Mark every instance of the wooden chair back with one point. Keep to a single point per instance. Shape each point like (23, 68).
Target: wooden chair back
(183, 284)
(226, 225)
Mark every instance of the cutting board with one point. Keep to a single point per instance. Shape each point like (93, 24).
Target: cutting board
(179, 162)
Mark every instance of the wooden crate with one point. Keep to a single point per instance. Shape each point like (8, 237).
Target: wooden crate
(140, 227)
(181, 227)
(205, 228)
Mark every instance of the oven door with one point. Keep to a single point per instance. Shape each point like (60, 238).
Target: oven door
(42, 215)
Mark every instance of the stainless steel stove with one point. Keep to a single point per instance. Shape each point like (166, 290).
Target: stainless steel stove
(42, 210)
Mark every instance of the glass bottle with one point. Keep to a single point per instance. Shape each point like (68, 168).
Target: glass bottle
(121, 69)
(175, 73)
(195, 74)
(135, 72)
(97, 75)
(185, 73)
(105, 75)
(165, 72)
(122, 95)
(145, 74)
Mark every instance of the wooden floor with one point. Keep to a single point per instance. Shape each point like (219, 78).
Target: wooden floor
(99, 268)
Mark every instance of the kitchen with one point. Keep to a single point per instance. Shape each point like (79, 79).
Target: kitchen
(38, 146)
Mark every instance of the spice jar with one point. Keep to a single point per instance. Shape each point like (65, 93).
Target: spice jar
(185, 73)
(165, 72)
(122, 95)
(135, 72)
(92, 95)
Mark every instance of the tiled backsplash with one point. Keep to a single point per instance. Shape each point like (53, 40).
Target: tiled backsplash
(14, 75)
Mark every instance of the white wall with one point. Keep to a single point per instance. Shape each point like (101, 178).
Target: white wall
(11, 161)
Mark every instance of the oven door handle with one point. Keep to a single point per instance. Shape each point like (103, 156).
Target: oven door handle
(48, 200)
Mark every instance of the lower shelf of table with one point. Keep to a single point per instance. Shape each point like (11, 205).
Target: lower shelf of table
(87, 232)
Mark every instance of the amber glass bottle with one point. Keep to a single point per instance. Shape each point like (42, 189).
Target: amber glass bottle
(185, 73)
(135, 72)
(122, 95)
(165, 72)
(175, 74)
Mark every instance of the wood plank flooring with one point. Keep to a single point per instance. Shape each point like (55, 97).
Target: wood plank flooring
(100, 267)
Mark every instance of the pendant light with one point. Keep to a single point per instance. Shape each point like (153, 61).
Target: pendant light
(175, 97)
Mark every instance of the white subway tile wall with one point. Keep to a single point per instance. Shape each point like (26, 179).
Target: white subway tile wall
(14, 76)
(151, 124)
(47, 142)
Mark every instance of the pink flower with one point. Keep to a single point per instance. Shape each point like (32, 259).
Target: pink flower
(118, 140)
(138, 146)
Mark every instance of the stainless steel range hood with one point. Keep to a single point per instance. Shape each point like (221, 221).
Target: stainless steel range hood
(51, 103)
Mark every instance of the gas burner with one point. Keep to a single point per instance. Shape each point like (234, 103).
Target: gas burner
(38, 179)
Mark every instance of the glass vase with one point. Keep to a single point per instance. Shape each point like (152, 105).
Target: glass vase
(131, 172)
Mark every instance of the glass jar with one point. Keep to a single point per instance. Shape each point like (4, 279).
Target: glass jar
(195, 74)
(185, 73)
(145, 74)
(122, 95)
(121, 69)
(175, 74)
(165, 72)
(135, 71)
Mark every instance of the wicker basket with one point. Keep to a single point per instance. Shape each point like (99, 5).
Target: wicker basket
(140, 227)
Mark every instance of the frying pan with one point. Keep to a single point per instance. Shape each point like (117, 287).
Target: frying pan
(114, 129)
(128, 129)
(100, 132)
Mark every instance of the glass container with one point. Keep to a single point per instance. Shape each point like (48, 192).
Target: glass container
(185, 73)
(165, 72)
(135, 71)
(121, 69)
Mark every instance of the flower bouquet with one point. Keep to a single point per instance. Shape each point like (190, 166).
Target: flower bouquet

_Work instructions_:
An exact copy of all the entries is what's needed; write it out.

_Task response_:
Mark every instance of the wooden chair back with one point. Keep to a single point per instance. Shape each point like (23, 68).
Target: wooden chair back
(183, 284)
(226, 225)
Mark every instance of the cutting board with one point. Keep to a single point per instance. Shape each point like (93, 24).
Target: cutting board
(179, 162)
Mark every instance of the wooden crate with one point. Keep to a single point per instance. Shape each point like (8, 237).
Target: wooden crate
(140, 227)
(181, 227)
(205, 228)
Mark every instance of the oven door with one point. Keep to a single point per instance. Shape each point like (60, 238).
Target: oven door
(42, 215)
Mark every instance of the stainless steel stove with one point. Keep to a single point per instance. Shape each point like (166, 290).
Target: stainless steel stove
(42, 210)
Mark every instance of the glass bottle with one point. Keep to a single point per instance. Shape each point like (68, 168).
Target: glass bottle
(121, 69)
(175, 73)
(195, 74)
(135, 72)
(97, 75)
(185, 73)
(105, 75)
(165, 72)
(122, 95)
(145, 74)
Mark every instance of the wooden floor with one point. Keep to a single point per instance. Shape each point like (219, 78).
Target: wooden floor
(99, 268)
Mark every instance of the kitchen with one point. Keep to a single point per instance. Shape each point like (79, 79).
Target: kitchen
(38, 146)
Mark every instance of the spice jar with one point. Keep to a single point per instance. Shape each point like (65, 93).
Target: spice jar
(185, 73)
(165, 72)
(122, 95)
(135, 72)
(92, 95)
Mark every instance of the tiled backsplash with one point. Keep to a single point per instance. Shape each point like (53, 40).
Target: tiled backsplash
(14, 75)
Mark every instance of the white wall with one point. Keep to a single point per instance. Shape each point like (101, 178).
Target: white wall
(11, 161)
Mark every instance of the oven door handle with one point. Keep to a single point per instance. Shape each point like (103, 156).
Target: oven door handle
(48, 200)
Mark every instance of the lower shelf of table with one point. Keep to a single point per instance. Shape each point like (11, 205).
Target: lower shelf of table
(87, 232)
Mark every instance of the amber glass bottle with one point. Keep to a single point per instance. Shape each point like (42, 189).
Target: amber glass bottle
(185, 73)
(135, 72)
(122, 95)
(165, 72)
(175, 74)
Mark every instance of the wood plank flooring with one point. Keep to a single point per instance. Shape each point like (55, 97).
Target: wood plank flooring
(100, 267)
Mark every instance of the pendant light with one point. Keep to a single point per instance. Shape each point like (153, 61).
Target: pendant light
(175, 97)
Mark every instance of the white subway tile wall with one point. Keep to a single point per instance. Shape each point like (26, 179).
Target: white subway tile wall
(14, 76)
(151, 124)
(47, 142)
Mark every instance of the pink flower with one point. Keep to a single point per instance. Shape each point like (32, 259).
Target: pink flower
(118, 140)
(138, 146)
Mark every instance of the stainless steel range hood with one point. Keep to a single point per instance. Shape each point like (221, 221).
Target: stainless steel range hood
(51, 103)
Mark every instance of the gas burner with one point. Keep to a single point per instance. Shape each point like (234, 103).
Target: gas burner
(38, 179)
Mark every instance of the glass vase with one point. Keep to a single point per instance. Shape each point like (152, 105).
Target: glass vase
(131, 172)
Mark every instance of the glass jar with one point. Keep to a single point per instance. Shape each point like (4, 279).
Target: glass jar
(195, 74)
(185, 73)
(145, 74)
(122, 95)
(121, 69)
(175, 74)
(165, 72)
(135, 71)
Mark every instance of the wicker basket with one point. Keep to a single point per instance. Shape each point like (99, 5).
Target: wicker basket
(140, 227)
Mark every instance of the frying pan with one point. Keep to a single point per instance. Shape each point like (117, 287).
Target: frying pan
(114, 129)
(128, 129)
(100, 132)
Mark every instance of the glass container with one point. Keep to a single point per instance. Shape each point like (48, 192).
Target: glass container
(185, 73)
(165, 72)
(135, 71)
(121, 69)
Mark every instance of the flower bouquet with one point. Keep to a single point per instance. Shape each point like (190, 166).
Target: flower bouquet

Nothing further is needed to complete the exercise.